Passage to read -
# # # #
After understanding the process:

**Preprocessing**:

- Tokenization
- Normalization
- Punctuation
- ...

And after **Feature Extraction**:

- Bag-of-Words
- ...


We will **TRAIN** a classifier with the _features_ **and** the _class_.

# NLTK

In [1]:
import nltk

## Dataset

But first, we need a dataset.

We already know `nltk`. There are a few corpora already included, so let's use them for this example.

In [2]:
# Import the movie_reviews submodule which provides Movie Reviews
from nltk.corpus import movie_reviews

In [3]:
# just like with the stopwords, we need to download this corpus
import nltk
nltk.download('movie_reviews')

[nltk_data] Downloading package movie_reviews to /root/nltk_data...
[nltk_data]   Unzipping corpora/movie_reviews.zip.


True

In [4]:
# Two possible classes:
print(movie_reviews.categories())

['neg', 'pos']


In [5]:
# getting all fileids for a class
movie_reviews.fileids('neg')[:10]

['neg/cv000_29416.txt',
 'neg/cv001_19502.txt',
 'neg/cv002_17424.txt',
 'neg/cv003_12683.txt',
 'neg/cv004_12641.txt',
 'neg/cv005_29357.txt',
 'neg/cv006_17022.txt',
 'neg/cv007_4992.txt',
 'neg/cv008_29326.txt',
 'neg/cv009_29417.txt']

In [6]:
# getting raw review text
movie_reviews.raw('neg/cv000_29416.txt')
# # # #
What to work on - Resume the NLTK classifier walkthrough above, picking up right after its last line shown.
# # # #
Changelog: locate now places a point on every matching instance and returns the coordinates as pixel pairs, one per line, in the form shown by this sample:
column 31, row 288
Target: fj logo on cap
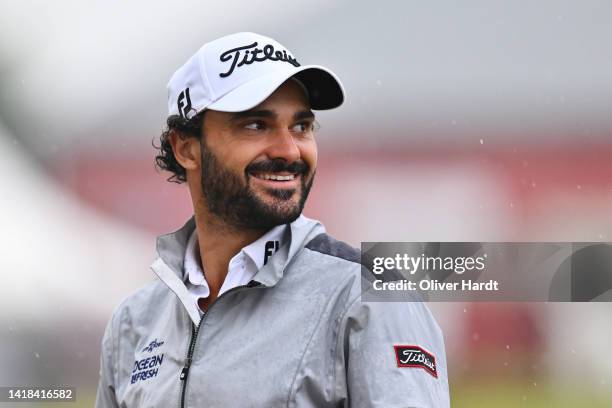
column 415, row 357
column 248, row 54
column 184, row 103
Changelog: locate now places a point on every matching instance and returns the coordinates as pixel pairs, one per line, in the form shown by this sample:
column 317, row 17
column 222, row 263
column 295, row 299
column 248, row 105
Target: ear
column 186, row 150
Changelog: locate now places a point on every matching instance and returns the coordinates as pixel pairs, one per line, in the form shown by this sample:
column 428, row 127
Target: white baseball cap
column 239, row 71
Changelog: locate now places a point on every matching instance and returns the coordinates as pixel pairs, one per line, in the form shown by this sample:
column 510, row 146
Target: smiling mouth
column 276, row 176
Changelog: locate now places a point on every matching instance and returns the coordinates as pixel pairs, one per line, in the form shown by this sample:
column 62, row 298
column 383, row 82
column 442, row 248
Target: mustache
column 277, row 166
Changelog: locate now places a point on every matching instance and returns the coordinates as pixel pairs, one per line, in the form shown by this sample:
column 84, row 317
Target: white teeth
column 276, row 177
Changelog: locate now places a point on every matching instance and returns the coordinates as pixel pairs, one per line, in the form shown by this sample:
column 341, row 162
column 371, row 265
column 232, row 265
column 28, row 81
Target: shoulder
column 139, row 304
column 325, row 244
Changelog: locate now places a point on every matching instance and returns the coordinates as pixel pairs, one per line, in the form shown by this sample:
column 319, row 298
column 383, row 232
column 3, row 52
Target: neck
column 218, row 243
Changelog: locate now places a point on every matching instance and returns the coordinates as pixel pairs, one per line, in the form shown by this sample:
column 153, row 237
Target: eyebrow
column 265, row 113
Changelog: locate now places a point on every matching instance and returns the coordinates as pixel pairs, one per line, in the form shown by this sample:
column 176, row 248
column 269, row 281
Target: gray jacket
column 298, row 335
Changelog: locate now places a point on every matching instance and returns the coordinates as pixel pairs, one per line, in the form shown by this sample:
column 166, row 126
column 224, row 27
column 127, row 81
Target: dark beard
column 230, row 198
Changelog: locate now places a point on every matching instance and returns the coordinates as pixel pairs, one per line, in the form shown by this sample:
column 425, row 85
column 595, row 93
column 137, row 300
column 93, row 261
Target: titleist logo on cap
column 248, row 54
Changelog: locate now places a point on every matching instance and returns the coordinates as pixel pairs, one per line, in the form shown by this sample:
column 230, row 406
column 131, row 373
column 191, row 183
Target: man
column 256, row 306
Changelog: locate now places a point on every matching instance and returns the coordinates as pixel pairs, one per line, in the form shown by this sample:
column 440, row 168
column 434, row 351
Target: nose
column 283, row 146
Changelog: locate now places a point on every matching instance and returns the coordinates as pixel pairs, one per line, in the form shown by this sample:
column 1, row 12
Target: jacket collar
column 168, row 265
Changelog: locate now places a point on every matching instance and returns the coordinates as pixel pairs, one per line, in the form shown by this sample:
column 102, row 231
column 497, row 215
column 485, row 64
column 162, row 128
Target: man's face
column 258, row 165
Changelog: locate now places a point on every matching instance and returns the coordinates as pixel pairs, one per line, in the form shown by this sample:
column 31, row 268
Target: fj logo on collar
column 248, row 54
column 270, row 249
column 416, row 357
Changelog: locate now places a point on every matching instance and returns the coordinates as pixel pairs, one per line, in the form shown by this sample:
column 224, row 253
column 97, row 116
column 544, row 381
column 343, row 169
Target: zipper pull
column 184, row 372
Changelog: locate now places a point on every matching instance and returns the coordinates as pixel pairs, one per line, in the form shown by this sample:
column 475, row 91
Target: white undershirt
column 242, row 267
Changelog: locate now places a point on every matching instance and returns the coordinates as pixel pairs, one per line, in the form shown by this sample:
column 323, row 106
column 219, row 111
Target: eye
column 304, row 127
column 255, row 125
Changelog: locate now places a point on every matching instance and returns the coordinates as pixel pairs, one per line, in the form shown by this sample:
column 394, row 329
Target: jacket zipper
column 194, row 336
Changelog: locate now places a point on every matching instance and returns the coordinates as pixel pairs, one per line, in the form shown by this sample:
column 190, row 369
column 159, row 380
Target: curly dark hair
column 185, row 128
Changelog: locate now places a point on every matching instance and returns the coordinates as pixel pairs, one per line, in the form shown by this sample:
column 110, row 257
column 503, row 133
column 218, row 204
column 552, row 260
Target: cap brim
column 325, row 90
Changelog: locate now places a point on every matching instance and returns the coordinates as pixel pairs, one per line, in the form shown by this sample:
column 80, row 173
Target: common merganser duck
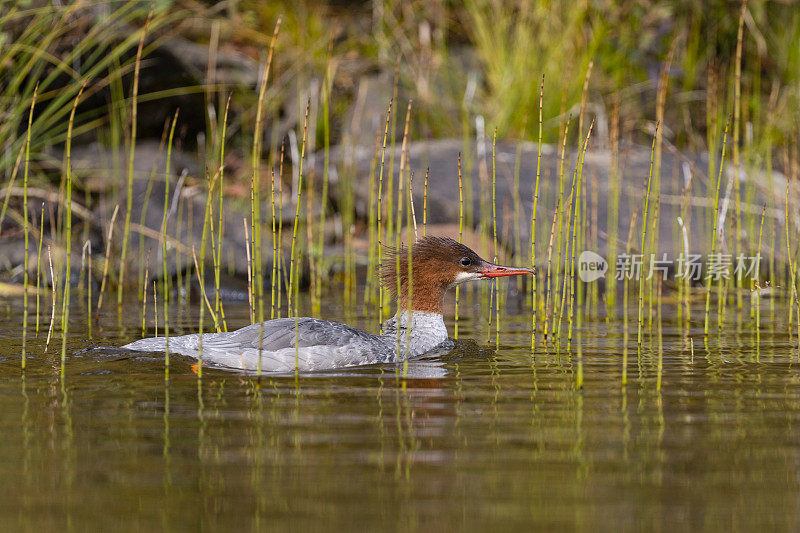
# # # #
Response -
'plot : two teen couples go to a church party , drink and then drive . \nthey get into an accident . \none of the guys dies , but his girlfriend continues to see him in her life , and has nightmares . \nwhat\'s the deal ? \nwatch the movie and " sorta " find out . . . \ncritique : a mind-fuck movie for the teen generation that touches on a very cool idea , but presents it in a very bad package . \nwhich is what makes this review an even harder one to write , since i generally applaud films which attempt to break the mold , mess with your head and such ( lost highway & memento ) , but there are good and bad ways of making all types of films , and these folks just didn\'t snag this one correctly . \nthey seem to have taken this pretty neat concept , but executed it terribly . \nso what are the problems with the movie ? \nwell , its main problem is that it\'s simply too jumbled . \nit starts off " normal " but then downshifts into this " fantasy " world in which you , as an audience membe

In [7]:
# getting review text, already split for us
movie_reviews.words('neg/cv000_29416.txt')

['plot', ':', 'two', 'teen', 'couples', 'go', 'to', ...]

In [32]:
# Read all 'neg' reviews
neg_files = movie_reviews.fileids(categories=["neg"])

neg_reviews = [movie_reviews.raw(fileids=fileid) for fileid in neg_files]

In [33]:
# Same for 'pos' reviews
pos_files = movie_reviews.fileids(categories=["pos"])

pos_reviews = [movie_reviews.raw(fileids=fileid) for fileid in pos_files]

In [34]:
# Check sizes:
print(f"#neg: {len(neg_reviews)}")
print(f"#pos: {len(pos_reviews)}")

#neg: 1000
#pos: 1000


In [35]:
# Neg Example:
print(f"Neg:\n {neg_reviews[42]}")

Neg:
 a pseudo-intellectual film about the pseudo-intellectual world of art magazines , high art is as wasted as its drug-addled protagonists . 
in the only notable part of the movie , ally sheedy and radha mitchell deliver nice performances in the two leading roles , not that lisa cholodenko's script or direction makes you care much about either character . 
living in a world of heroin induced highs , they float along until they fall in love with each other .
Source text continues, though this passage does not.